Excerpt ->
I have used my own notation. The quoted text is not exactly as it appears in the referenced sources, but it is intended to convey the same meaning. I have the sense that there is a general approach that I am not seeing which would make this discussion more coherent to me. Perhaps some application the Lagrange multiplayer method.

So an answer to my first question may obviate the subsequent question. That first question is how am I really supposed to understand the discussion in the book?

We have two Cartesian coordinate systems $\mathcal{X}$ and $\overline{\mathcal{X}}$. The general expression for the length of a 3-space interval in terms of $\mathcal{X}$ is

\begin{equation} s^{2}=\Delta x^{i}\Delta x^{j}\delta_{ij}. \end{equation}

Consider a sphere whose constant radius is given in terms of each coordinate system as

\begin{equation} \Delta x^{i}\Delta x^{j}\delta_{ij}=r^{2}, \end{equation}

\begin{equation} \Delta x^{\overline{i}}\Delta x^{\overline{j}}\delta_{\overline{i}\overline{j}}=\overline{r}^{2}. \end{equation}

Our goal is to express the $x^{\overline{i}}$ in terms of the $x^{i}$ so that the expressions for $\overline{r}^{2}$ and $r^{2}$ are equivalent. The Taylor expansion of $x^{\overline{i}}$ in terms of the $x^{i}$ for small $\Delta x^{i}$ is

\begin{equation} \Delta x^{\overline{i}}=\frac{\partial x^{\overline{i}}}{\partial x^{i}}\Delta x^{i}+\frac{1}{2}\frac{\partial^{2}x^{\overline{i}}}{\partial x^{j}\partial x^{i}}\Delta x^{i}\Delta x^{j}+\mathcal{O}^{3}\left[\Delta x^{i}\right]. \end{equation}

If we substitute $\Delta x^{\overline{i}}\Delta x^{\overline{j}}\delta_{\overline{i}\overline{j}}=\overline{r}^{2}$ in this equation and compare with $s^{2}=\Delta x^{i}\Delta x^{j}\delta_{ij}$, we see that the $x^{\overline{i}}$ must be linear functions of the $x^{i}$.

Exercise prompt -> Copy the coordinate-system excerpt, beginning at "So an answer" and stopping after "in the book?", and change "book" to "textbook" wherever it occurs.

Data supplied ->
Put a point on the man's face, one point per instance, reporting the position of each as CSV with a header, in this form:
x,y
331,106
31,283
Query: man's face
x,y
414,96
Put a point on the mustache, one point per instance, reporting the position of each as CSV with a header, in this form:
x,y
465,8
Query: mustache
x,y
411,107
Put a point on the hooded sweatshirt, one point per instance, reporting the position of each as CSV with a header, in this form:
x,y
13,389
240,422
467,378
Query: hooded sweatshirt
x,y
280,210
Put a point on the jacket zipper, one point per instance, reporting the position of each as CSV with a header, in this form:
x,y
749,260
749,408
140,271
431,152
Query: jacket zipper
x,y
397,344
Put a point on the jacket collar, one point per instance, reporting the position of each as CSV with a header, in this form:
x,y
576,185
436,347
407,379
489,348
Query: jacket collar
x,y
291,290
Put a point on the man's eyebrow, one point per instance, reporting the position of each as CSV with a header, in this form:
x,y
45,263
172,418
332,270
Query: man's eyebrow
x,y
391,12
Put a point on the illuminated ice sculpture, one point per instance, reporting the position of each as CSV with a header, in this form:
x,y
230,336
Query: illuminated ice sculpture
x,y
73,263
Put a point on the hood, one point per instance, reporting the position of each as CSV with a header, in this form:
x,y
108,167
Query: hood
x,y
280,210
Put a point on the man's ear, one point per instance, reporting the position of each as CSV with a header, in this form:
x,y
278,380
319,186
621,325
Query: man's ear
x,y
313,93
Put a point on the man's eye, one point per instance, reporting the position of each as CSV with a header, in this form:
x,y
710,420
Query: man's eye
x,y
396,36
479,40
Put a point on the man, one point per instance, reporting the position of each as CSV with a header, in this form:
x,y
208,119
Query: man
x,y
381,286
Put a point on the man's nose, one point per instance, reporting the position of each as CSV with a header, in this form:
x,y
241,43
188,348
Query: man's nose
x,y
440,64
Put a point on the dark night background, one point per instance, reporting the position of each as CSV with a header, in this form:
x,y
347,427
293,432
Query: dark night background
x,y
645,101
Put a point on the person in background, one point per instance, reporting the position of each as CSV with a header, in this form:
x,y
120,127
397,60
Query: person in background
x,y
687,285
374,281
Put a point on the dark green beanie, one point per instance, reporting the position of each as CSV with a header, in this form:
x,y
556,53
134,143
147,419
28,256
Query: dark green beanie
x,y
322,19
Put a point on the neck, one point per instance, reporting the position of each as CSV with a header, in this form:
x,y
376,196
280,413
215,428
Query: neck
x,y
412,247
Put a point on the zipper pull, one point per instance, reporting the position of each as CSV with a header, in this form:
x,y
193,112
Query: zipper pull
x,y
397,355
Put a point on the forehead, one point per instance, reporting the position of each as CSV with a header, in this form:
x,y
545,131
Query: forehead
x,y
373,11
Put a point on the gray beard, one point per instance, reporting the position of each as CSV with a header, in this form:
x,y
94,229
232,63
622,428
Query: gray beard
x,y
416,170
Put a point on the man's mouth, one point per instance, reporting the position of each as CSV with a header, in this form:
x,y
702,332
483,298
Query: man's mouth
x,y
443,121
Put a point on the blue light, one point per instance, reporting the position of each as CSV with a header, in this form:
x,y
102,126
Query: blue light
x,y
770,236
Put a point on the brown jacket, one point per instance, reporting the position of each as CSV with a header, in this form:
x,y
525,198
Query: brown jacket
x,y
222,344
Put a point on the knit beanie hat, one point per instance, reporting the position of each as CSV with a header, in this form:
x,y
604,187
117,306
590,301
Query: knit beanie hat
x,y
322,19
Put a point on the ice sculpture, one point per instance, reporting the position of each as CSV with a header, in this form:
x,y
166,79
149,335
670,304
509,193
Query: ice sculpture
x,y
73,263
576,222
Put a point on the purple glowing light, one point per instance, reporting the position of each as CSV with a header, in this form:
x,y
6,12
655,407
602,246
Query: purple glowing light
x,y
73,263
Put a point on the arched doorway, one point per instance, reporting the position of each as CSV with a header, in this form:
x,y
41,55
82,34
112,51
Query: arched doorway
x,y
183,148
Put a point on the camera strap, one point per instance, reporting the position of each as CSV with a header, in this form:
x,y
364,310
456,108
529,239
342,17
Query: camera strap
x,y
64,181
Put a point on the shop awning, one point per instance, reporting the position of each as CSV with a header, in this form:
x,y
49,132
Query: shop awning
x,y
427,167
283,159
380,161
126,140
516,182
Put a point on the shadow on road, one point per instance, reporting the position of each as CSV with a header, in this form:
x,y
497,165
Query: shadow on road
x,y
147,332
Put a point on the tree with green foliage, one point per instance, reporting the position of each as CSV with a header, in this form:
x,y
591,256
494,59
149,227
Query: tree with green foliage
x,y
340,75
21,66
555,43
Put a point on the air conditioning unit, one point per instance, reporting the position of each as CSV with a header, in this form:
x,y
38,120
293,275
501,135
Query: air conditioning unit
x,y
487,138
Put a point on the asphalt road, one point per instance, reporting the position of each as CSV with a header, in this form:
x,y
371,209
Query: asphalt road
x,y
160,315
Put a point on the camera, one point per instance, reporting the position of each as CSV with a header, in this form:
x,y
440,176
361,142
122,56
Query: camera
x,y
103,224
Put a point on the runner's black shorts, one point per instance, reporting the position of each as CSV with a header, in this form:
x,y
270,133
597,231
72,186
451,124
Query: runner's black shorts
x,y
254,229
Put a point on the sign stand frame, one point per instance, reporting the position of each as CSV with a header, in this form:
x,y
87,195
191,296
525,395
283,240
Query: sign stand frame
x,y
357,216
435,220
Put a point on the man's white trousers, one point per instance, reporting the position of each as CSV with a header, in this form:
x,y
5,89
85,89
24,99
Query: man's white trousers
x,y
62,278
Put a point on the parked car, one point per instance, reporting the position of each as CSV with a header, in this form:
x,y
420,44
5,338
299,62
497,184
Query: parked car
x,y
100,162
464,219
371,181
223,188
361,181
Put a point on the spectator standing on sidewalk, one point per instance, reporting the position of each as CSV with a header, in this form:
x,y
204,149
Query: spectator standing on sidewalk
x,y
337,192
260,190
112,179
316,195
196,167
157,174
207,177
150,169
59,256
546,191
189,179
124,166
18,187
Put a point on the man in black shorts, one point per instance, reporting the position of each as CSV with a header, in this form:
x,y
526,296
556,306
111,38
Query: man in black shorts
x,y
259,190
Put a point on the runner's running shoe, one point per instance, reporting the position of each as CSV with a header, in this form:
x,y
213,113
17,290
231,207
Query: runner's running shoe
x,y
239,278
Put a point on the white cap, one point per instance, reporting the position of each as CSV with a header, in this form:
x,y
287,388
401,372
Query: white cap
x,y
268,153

Solution ->
So an answer to my first question may obviate the subsequent question. That first question is how am I really supposed to understand the discussion in the textbook?